** Begin **

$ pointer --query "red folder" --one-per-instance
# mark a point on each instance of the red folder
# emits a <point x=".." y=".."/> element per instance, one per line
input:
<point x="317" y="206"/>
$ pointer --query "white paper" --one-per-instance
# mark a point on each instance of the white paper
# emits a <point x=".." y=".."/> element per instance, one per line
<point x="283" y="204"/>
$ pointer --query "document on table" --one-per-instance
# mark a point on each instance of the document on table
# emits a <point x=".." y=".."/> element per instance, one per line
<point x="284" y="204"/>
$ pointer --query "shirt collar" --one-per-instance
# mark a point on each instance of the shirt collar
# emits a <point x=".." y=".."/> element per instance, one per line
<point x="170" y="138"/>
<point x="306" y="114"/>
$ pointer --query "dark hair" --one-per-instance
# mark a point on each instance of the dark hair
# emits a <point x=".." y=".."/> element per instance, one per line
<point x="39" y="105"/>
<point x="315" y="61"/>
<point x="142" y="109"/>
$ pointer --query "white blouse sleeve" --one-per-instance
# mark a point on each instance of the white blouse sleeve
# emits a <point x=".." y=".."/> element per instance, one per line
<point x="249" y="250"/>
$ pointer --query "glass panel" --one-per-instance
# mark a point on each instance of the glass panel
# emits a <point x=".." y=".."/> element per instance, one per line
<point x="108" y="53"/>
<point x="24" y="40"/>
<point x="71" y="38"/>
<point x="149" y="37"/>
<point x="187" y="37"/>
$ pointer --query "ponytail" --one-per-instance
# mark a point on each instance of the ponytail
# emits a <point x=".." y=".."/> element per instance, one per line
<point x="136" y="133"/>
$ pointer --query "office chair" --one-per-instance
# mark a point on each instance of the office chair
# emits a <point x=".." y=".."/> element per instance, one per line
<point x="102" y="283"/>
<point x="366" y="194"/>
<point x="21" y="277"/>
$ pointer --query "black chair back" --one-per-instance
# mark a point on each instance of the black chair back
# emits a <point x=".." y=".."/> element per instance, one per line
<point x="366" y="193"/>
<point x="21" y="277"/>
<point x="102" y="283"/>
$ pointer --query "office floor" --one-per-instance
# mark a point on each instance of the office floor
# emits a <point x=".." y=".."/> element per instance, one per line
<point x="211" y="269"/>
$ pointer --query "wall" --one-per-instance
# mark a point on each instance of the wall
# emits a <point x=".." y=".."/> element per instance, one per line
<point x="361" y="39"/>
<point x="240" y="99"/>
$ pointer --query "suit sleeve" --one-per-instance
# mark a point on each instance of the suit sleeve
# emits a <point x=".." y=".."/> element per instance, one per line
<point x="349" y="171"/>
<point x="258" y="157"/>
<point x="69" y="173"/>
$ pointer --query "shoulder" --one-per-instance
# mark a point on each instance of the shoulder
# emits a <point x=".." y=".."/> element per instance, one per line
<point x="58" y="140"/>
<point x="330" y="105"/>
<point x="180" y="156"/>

** End **

- _Aim_: List each line in the records that contains the word "wall".

- _Full solution_:
$ pointer --query "wall" --one-per-instance
# mark a point on each instance of the wall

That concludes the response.